• [The exercise] Please rewrite all of the material below, switching every "Annotation task" to "Labeling job" and keeping everything else unchanged.

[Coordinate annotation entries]
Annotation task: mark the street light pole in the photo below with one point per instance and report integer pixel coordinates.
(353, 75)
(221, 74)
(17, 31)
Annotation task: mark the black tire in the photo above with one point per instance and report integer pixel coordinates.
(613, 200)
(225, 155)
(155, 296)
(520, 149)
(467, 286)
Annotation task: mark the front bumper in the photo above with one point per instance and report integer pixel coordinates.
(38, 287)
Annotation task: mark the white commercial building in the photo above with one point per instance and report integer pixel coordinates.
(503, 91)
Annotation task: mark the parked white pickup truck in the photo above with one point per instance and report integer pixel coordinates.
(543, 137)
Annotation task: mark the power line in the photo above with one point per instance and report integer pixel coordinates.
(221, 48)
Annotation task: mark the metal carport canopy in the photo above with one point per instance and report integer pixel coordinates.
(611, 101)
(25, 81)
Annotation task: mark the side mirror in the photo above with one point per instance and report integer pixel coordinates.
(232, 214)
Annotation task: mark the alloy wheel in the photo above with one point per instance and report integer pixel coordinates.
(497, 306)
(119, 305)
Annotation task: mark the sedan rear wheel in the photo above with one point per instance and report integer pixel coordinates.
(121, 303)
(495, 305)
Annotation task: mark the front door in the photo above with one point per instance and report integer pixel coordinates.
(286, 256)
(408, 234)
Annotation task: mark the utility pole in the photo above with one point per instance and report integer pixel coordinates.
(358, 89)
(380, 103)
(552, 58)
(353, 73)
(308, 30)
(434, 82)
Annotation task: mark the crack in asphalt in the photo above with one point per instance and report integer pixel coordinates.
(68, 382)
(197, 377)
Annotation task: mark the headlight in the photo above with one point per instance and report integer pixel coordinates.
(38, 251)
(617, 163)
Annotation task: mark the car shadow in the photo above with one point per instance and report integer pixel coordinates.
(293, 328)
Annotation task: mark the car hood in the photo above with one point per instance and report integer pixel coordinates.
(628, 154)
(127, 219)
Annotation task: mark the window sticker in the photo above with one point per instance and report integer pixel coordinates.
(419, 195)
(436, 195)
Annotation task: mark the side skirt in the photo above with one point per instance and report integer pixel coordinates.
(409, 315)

• [Right answer]
Labeling job: mark the street light pole in the photo below with one point per instance and report integer pixel coordinates.
(353, 75)
(221, 74)
(17, 31)
Labeling job: mark the black tire in the photo above with one point per instance and report integer pixel coordinates.
(613, 200)
(225, 155)
(155, 296)
(520, 149)
(467, 286)
Labeling job: mark the front bumper in the photo above with one point per instance and report integer pixel coordinates.
(38, 287)
Labeling job: mark the white commercial building in the photo above with one point per instance and report integer pixel coordinates.
(503, 91)
Labeling job: mark the parked white pickup truck in the photo above with one point per instance and report integer pixel coordinates.
(543, 137)
Labeling job: mark the power line in the photo above with one point per instance and report integer pixel coordinates.
(221, 48)
Labeling job: mark the metal carport canopy in the photo above with one point per instance and report integer pixel coordinates.
(611, 101)
(25, 81)
Labeling job: mark the side mirror in the photo above with one point per instance and report integer pixel coordinates.
(232, 214)
Labeling job: mark the alloy wheel in the photo above with one point per instance and report integer pixel coordinates.
(497, 306)
(119, 305)
Labeling job: mark the sedan rear wheel in the photo above with one point per instance and report integer pixel coordinates.
(121, 303)
(495, 305)
Labeling job: mark the front door in the photo above with one point per instance and report integer pixel coordinates.
(286, 256)
(408, 234)
Labeling job: mark the utility pole in the photo above with one point per instance and report integer pixel coordinates.
(358, 89)
(380, 103)
(552, 58)
(353, 73)
(308, 30)
(434, 82)
Labeling job: mark the crack in asphalt in the photo above with one point per instance and report integer pixel coordinates.
(68, 382)
(197, 377)
Labeling job: mark the headlight in the photo above with one point per instance and report integer pixel coordinates.
(38, 251)
(617, 163)
Labeling job: mark the car shadow in the photo above with one point per instance and report integer pixel coordinates.
(293, 328)
Labeling job: mark the car hood in the photo above with one point per instance and report integer pixel coordinates.
(628, 154)
(127, 219)
Labeling job: mark the window sticker in the photo above with one point per instance and report integer pixel coordinates.
(419, 195)
(436, 195)
Labeling job: mark the side skirt in the photo above with one point per instance and report integer pixel coordinates.
(409, 315)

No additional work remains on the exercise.